[BEGIN]
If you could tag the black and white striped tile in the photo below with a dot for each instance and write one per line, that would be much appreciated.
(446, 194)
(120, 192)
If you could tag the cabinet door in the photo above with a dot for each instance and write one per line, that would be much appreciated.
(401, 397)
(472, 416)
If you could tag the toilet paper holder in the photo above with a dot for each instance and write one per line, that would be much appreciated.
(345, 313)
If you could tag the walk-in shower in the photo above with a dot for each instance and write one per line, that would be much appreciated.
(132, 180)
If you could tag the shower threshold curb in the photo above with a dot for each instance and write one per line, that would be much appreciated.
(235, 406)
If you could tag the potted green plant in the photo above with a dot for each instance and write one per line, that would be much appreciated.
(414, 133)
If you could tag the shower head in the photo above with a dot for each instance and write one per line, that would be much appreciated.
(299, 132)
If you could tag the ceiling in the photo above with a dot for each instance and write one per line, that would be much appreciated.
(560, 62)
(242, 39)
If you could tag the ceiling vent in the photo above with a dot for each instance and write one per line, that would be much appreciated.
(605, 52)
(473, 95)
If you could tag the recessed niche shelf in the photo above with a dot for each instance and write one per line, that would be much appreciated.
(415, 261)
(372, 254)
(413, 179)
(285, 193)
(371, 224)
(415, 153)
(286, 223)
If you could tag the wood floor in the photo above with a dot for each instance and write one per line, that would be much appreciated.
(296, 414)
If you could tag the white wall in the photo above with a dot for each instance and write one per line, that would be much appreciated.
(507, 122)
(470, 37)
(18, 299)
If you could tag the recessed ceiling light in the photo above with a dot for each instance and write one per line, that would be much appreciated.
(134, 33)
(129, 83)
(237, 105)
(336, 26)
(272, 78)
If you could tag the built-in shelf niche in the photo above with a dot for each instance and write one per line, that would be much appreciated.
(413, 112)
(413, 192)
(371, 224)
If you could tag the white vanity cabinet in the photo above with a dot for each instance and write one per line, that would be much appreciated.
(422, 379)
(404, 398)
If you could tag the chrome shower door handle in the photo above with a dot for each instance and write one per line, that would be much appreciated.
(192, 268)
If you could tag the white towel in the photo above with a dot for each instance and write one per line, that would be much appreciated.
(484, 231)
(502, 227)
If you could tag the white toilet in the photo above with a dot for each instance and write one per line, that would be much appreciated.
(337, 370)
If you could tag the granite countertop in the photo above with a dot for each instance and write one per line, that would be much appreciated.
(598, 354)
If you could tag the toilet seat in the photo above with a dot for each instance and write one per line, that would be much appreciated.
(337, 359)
[END]
__TASK DIRECTIONS__
Extract every line of the records above verbatim, keeping their original order.

__EXERCISE OUTPUT__
If you could tag the black and white striped tile in the photo below with a dot for each instance and write one per line, that would be much appreciated.
(446, 194)
(120, 192)
If you could tag the cabinet door in the photo above with a dot for each instance and write one per line, that would be much appreciated.
(401, 397)
(472, 416)
If you could tag the toilet paper holder in the photo above with a dot for each instance and write one per line, that would be much appreciated.
(345, 313)
If you could tag the walk-in shower in the photo above with a dot for each instance and write one per line, that would be much appreciated.
(132, 180)
If you could tag the shower threshold curb in the photo above with a dot for each instance and write one per line, that would be much appreciated.
(235, 406)
If you could tag the potted green plant in the photo above with a dot for each instance and write one per line, that would be much appreciated.
(414, 133)
If you could tag the shower head in the photo above with a dot for each instance and write one per line, that would be much appreciated.
(299, 132)
If you could tag the ceiling in the photo above with a dot for each instance and write one per line, that would be much appreciated.
(560, 62)
(242, 39)
If you could tag the ceiling vent in the photo above with a dot for each instance and write one per line, that would be much appreciated.
(605, 52)
(473, 95)
If you could tag the recessed niche shelf in the photo above with a dot for each instance and write one per line, that would be much appreciated.
(415, 261)
(372, 254)
(413, 179)
(285, 193)
(371, 224)
(415, 153)
(286, 223)
If you could tag the wood floor in the photo above with a dot for each instance and write one per line, that would be much appreciated.
(296, 414)
If you could tag the white wall in the photo above with a dot for each instance and write one per line, that would be much appreciated.
(507, 122)
(470, 37)
(18, 299)
If you could tag the recessed ceiling light in the photo above with a dot for each instance and write one per line, that would be much appreciated.
(134, 33)
(129, 83)
(237, 105)
(336, 26)
(272, 78)
If you could tag the built-in shelf niche in the photo above with a dot for each instance and write one per line, that would be much appreciated.
(413, 112)
(413, 192)
(371, 224)
If you could tag the white vanity cabinet in the photo above with a dot for each instance and write one per line, that would be much appreciated.
(422, 379)
(404, 398)
If you could tag the chrome shower door handle in the photo above with a dot for each instance and write one per line, that would be much appreciated.
(192, 268)
If you could tag the white towel in the photo above with a dot for each instance and write one per line, that would be much appreciated.
(484, 231)
(502, 227)
If you could tag the white toilet in the photo above with a dot for each instance and write one per line, that would be much appreciated.
(337, 370)
If you could tag the granite countertop in the photo above with a dot for each instance and write one per line, that would be much appreciated.
(598, 354)
If you could tag the toilet seat in the photo above with a dot for each instance and write one per line, that would be much appreciated.
(337, 359)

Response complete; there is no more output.